# Exercise details:
Reproduce the rows below word for word, from the line that contains "Target: tower crane" through the end of the rows, both ends included.

-------- Data to process

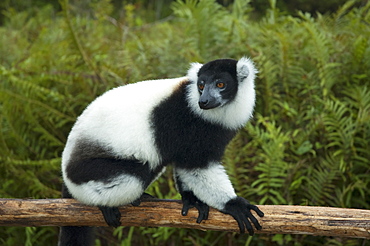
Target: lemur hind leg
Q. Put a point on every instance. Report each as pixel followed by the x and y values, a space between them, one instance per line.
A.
pixel 111 183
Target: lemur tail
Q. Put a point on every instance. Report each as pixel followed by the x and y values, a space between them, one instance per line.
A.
pixel 75 235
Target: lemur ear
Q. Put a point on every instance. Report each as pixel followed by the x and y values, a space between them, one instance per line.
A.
pixel 245 68
pixel 193 71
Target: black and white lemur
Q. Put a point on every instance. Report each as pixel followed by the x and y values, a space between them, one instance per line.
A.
pixel 125 138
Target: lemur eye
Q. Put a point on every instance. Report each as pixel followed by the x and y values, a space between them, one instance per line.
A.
pixel 201 85
pixel 220 85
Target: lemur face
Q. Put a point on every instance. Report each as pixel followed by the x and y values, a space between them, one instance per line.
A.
pixel 217 83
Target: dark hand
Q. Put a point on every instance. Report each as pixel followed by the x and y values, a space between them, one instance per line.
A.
pixel 112 215
pixel 240 208
pixel 189 200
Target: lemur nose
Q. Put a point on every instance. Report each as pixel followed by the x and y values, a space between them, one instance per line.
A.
pixel 203 103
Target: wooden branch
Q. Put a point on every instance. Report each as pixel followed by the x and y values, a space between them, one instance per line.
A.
pixel 319 221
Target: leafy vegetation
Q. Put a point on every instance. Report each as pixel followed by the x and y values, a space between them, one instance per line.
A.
pixel 308 143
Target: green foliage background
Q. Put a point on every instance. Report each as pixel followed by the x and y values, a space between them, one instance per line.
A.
pixel 308 143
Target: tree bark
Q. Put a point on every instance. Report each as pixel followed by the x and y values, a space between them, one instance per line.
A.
pixel 319 221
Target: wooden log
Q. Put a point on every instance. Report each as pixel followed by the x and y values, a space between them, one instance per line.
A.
pixel 319 221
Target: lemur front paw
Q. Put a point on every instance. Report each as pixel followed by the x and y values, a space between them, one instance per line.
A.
pixel 189 200
pixel 239 209
pixel 112 215
pixel 143 197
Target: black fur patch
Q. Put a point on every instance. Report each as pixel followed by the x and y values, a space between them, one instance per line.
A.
pixel 183 137
pixel 89 162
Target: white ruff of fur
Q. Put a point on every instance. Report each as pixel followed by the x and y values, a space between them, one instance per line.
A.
pixel 234 114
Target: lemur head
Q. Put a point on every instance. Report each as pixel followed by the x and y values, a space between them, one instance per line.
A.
pixel 222 91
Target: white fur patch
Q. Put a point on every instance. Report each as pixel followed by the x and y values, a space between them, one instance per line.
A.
pixel 121 190
pixel 120 121
pixel 236 113
pixel 211 185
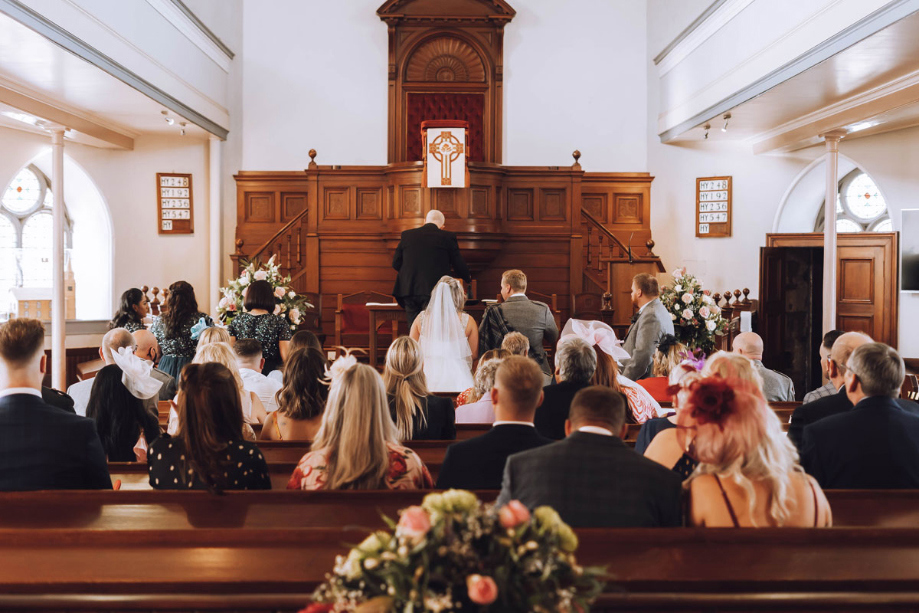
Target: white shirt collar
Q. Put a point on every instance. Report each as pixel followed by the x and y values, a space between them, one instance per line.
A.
pixel 595 430
pixel 20 390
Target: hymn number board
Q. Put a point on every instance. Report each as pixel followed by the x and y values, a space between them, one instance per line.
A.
pixel 713 207
pixel 175 211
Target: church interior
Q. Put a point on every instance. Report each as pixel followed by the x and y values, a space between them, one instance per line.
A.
pixel 150 141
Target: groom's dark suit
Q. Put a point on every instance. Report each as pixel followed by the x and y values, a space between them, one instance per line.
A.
pixel 423 256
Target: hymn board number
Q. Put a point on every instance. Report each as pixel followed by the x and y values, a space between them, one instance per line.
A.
pixel 175 212
pixel 713 207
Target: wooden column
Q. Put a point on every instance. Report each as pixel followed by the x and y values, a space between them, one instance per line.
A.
pixel 829 229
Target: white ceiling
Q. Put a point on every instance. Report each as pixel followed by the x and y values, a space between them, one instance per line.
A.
pixel 41 79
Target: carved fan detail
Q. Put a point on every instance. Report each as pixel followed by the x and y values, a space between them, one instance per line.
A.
pixel 445 59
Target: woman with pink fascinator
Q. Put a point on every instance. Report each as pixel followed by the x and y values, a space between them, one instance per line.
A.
pixel 642 406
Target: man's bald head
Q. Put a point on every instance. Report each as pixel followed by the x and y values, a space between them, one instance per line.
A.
pixel 749 345
pixel 147 345
pixel 435 217
pixel 115 339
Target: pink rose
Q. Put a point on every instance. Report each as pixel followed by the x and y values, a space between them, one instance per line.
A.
pixel 414 523
pixel 481 590
pixel 513 514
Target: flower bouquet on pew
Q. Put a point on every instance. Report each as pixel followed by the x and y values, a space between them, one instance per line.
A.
pixel 696 318
pixel 288 303
pixel 454 553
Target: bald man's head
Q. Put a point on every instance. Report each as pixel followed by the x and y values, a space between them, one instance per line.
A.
pixel 147 345
pixel 435 217
pixel 749 345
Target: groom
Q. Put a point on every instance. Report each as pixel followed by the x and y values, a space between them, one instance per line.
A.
pixel 423 256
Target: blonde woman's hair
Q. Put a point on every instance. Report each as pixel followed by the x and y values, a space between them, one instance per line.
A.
pixel 221 353
pixel 404 378
pixel 356 429
pixel 213 334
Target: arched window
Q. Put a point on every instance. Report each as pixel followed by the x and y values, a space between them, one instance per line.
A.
pixel 860 207
pixel 25 234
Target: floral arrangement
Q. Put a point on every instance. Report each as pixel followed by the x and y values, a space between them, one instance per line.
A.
pixel 288 303
pixel 454 553
pixel 696 317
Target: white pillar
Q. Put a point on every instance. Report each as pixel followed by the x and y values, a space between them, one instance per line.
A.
pixel 58 355
pixel 215 221
pixel 829 229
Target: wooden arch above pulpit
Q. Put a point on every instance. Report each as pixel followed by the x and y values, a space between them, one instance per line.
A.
pixel 446 61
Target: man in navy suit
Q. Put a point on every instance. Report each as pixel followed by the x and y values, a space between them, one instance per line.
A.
pixel 423 256
pixel 477 464
pixel 41 447
pixel 876 444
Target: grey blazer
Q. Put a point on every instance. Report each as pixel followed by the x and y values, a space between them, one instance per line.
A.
pixel 531 318
pixel 776 386
pixel 643 338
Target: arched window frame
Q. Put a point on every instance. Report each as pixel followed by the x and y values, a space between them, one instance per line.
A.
pixel 843 211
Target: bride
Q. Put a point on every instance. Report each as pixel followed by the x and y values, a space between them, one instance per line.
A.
pixel 449 338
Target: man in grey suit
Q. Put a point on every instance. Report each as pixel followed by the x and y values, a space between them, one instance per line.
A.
pixel 592 478
pixel 776 386
pixel 518 313
pixel 649 325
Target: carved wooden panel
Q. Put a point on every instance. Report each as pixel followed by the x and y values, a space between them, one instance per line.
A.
pixel 480 209
pixel 337 203
pixel 292 205
pixel 369 204
pixel 519 204
pixel 595 204
pixel 259 207
pixel 552 205
pixel 627 208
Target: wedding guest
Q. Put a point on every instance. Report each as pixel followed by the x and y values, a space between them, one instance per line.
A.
pixel 827 389
pixel 113 340
pixel 649 325
pixel 260 320
pixel 418 415
pixel 448 338
pixel 213 334
pixel 748 474
pixel 147 349
pixel 301 400
pixel 518 313
pixel 423 256
pixel 670 352
pixel 470 395
pixel 130 315
pixel 777 387
pixel 875 445
pixel 478 464
pixel 592 478
pixel 642 406
pixel 41 447
pixel 575 364
pixel 208 450
pixel 666 447
pixel 357 446
pixel 482 411
pixel 173 328
pixel 120 417
pixel 250 362
pixel 301 339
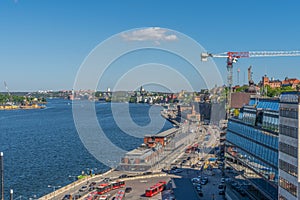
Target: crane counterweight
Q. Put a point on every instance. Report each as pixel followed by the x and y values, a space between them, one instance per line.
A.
pixel 232 57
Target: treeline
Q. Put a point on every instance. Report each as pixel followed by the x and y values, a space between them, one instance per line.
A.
pixel 22 100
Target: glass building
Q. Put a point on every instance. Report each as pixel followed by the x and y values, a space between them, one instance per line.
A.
pixel 252 145
pixel 289 180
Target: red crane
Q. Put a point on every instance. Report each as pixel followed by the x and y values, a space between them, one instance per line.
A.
pixel 232 57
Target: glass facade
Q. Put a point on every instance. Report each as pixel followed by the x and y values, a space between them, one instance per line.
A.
pixel 252 143
pixel 288 149
pixel 285 184
pixel 289 131
pixel 289 113
pixel 288 168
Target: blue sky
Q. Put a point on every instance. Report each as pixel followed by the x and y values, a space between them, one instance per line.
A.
pixel 43 43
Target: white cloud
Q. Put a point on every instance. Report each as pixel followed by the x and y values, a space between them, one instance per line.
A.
pixel 155 34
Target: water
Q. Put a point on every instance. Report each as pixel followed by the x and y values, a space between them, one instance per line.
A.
pixel 42 147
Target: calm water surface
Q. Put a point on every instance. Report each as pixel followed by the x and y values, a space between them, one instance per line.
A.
pixel 42 147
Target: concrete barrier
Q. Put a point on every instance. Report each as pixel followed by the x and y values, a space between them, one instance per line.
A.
pixel 72 185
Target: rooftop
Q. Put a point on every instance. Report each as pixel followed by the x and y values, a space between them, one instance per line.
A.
pixel 164 133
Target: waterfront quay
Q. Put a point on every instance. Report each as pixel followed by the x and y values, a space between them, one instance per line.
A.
pixel 171 168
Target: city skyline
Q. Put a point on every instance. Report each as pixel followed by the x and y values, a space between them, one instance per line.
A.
pixel 44 44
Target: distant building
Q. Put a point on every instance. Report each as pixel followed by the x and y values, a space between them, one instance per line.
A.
pixel 272 83
pixel 194 116
pixel 293 82
pixel 239 99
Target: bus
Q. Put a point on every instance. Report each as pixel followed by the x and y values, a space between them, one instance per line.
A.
pixel 103 197
pixel 106 187
pixel 155 189
pixel 117 184
pixel 92 196
pixel 120 195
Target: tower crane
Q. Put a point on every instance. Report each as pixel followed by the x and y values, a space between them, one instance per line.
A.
pixel 9 94
pixel 232 57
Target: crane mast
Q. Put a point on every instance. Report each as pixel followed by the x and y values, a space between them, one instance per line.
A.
pixel 9 94
pixel 232 57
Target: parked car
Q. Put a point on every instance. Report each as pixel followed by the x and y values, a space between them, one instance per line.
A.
pixel 128 189
pixel 221 191
pixel 123 176
pixel 83 188
pixel 106 180
pixel 67 197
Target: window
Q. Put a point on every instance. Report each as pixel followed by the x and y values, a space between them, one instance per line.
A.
pixel 288 149
pixel 291 188
pixel 289 168
pixel 288 112
pixel 288 131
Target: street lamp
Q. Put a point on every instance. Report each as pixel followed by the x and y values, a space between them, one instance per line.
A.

----------------

# Written response:
Target: tower crane
Q. Put a point on every instance. Report each as pixel followed by the x and y values, a space between them, one instance per line.
A.
pixel 9 94
pixel 232 57
Target: crane mast
Q. Put a point on every instance. Report each as pixel followed by the x and y values, a space between them, one instance per line.
A.
pixel 9 94
pixel 232 57
Target: parked car
Q. Put a point on every instance. Report each as pixel followed by the x and y values, a space between them, one instance per line.
A.
pixel 128 189
pixel 221 191
pixel 123 176
pixel 83 188
pixel 106 180
pixel 67 197
Target: window
Q. Put a point on every instance. Report each as pixel followed by the x and y values, a space between them, one instance per line.
A.
pixel 288 149
pixel 291 188
pixel 289 168
pixel 288 112
pixel 288 131
Target: street lamp
Q. Put a point on every instance. Report each as pixel followed by the x and y values, a space between them, one instance per line.
A.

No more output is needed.